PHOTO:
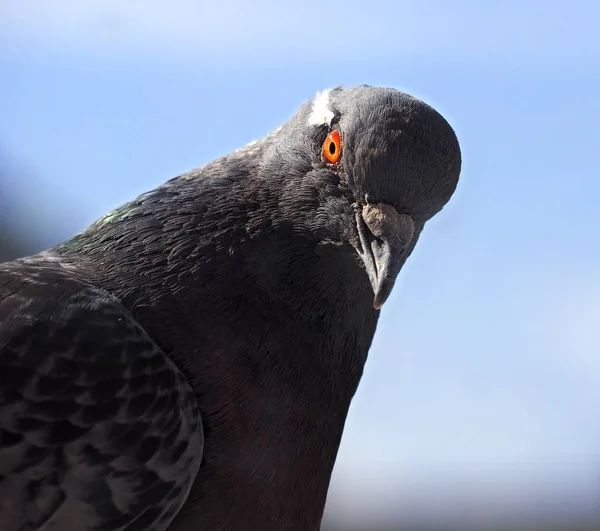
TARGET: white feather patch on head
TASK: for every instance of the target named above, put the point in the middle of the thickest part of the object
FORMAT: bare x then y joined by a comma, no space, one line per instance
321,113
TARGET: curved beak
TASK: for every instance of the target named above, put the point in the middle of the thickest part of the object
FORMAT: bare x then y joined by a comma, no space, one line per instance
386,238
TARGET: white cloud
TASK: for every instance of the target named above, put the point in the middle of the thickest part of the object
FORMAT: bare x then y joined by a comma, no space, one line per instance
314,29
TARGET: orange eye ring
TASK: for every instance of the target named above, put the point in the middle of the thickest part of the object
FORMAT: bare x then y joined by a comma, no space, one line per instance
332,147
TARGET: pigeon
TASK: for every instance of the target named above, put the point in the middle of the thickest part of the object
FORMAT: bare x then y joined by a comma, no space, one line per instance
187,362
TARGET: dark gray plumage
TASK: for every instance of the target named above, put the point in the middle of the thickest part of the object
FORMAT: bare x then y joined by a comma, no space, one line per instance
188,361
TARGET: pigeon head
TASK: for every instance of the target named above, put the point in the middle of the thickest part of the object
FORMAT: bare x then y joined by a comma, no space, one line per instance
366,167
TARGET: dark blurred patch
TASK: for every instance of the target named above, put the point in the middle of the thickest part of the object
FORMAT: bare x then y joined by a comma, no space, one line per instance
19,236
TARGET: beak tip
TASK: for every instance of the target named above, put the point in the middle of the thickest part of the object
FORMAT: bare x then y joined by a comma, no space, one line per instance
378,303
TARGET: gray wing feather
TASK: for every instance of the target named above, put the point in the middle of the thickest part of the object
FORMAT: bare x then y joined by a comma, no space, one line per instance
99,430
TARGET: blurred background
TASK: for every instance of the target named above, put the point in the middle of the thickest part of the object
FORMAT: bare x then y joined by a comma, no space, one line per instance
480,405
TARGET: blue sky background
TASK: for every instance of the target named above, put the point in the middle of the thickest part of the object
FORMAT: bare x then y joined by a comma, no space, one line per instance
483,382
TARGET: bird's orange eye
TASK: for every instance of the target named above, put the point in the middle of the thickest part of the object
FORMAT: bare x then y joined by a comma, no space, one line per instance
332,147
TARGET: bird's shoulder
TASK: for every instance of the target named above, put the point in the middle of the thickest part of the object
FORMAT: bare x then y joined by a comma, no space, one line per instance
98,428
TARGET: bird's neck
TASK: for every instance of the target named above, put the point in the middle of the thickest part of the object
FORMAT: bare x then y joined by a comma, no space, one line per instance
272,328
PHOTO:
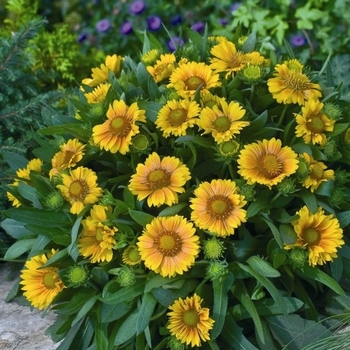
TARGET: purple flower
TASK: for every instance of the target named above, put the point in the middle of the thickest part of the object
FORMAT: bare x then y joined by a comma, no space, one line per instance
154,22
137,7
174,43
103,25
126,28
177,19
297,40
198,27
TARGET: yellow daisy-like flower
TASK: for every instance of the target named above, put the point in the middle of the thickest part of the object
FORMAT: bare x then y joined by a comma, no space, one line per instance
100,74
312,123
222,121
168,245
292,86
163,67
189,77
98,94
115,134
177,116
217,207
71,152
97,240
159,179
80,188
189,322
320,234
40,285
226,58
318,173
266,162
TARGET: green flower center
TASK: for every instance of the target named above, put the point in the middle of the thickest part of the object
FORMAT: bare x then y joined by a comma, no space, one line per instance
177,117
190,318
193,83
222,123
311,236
■ ■ ■
All of the entries above are to be duplicated exactly, with every image left out.

PHOTO:
TARGET: white feather patch on head
TASK: for every instance of the target named above, put the point in the middle of the thickest part of the object
FORMAT: bare x then y joined by a comma, no space, one line per instance
321,113
TARGET: curved beak
TASK: for every instance of the target named above, put the point in the middle of the thickest part of the object
FORMAT: bare x then y joined by a comma, no space, one line per instance
386,238
TARGET: white cloud
TASK: for every instance of the target named above, put the point in the middle of the thickest part of the object
FORMAT: bare x then y joined by a comma, no space, one line per instance
314,29
TARGET: orange eye ring
TASK: for every instance of the target named above, put the point in the middle of the thickest part of the object
FORMAT: bare x then y joined by a comma, no space, one line per instance
332,147
TARGET: pigeon
TASK: for every instance of the target named above, put the point in the middle of the thickest part of the object
FORMAT: bare x then y joined by a comma, no space, one line per instance
187,362
TARGET: dark gray plumage
TASK: for every instance of the target named above, put the point in the middle of the thickest part of the object
FORMAT: bare x then y joined by a comma, no space, one line per instance
188,361
TARGET: pigeon head
TASK: for every instance of the target named above, put the point in the middle of the thickest part of the object
FORMAT: bare x then y joined by a comma, no space, one line per instance
366,167
TARGET: dark blurred patch
TASK: for every instance of the target named above, put the point in the middle of the thickest part of the object
FORMAT: bare x then y joined by a comma, no space, one line per instance
19,236
TARGET: beak tip
TASK: for every instance of the target named above, put the point in the middle of the thickest part of the object
FORMAT: bare x then y joined by a comma, no space, one line per instance
378,303
TARGET: gray wing feather
TASK: for every instance of the target named above, put the point in the middle of the thickest part of the object
FORMAT: bare x then y joined by a comma, no space, one line per instance
99,430
TARGET: blurred background
TASK: for every instance of the target named above, put the point in the middle of the thickest part of the object
FORMAT: bare x then y joined by a comma, no space, one line per instance
480,405
TARGET: blue sky background
TASK: for every instance of the target named above, put the point in the middle of the thickest part of the object
FORMAT: bare x then y joined by a comma, no space, one line per instance
483,382
TARGET: bird's orange eye
TASK: for every instance of the target named above, put the point in the middle of the thickest part of the object
FORMAT: bare x then y joined by a comma, no space, one line per instance
332,147
TARGET: bird's shoulder
TASK: for every instance of the target named above, put the point in the middle of the thickest part of the object
FORMAT: bare x then y joined by a comma, no space, one line per instance
98,428
TARGET: bird's neck
TASK: for every instance of the target named above, put the point in the middle of the thickest part of the object
FORMAT: bare x then y joined by a comma, no space, one line per instance
272,328
PHOTO:
TARGET: purple flower
TASK: for every instance of the target named above, put the point in the middle of the thickest part of the object
FORMAT: bare x then y joined by a comma, no space, one line per instance
154,22
137,7
174,43
103,25
126,28
177,19
297,40
198,27
TARGET: yellow daisy-like flower
TASK: for every instance of the target named above, put the point in the middle of the thickest part of the object
FORMAT: bare x then y joined by a comma, no space, one line per instance
100,74
312,123
222,121
168,245
292,86
163,67
189,77
98,94
115,134
177,116
217,207
71,152
97,240
159,179
80,188
189,322
320,234
40,285
226,58
318,173
266,162
TARGET: green flower center
TASK: for every instance of the target named above, put the point in the middle of the thickest part of the object
FORMAT: bare x then y joined by a comma, no space, one line per instance
177,117
190,318
193,83
222,123
311,236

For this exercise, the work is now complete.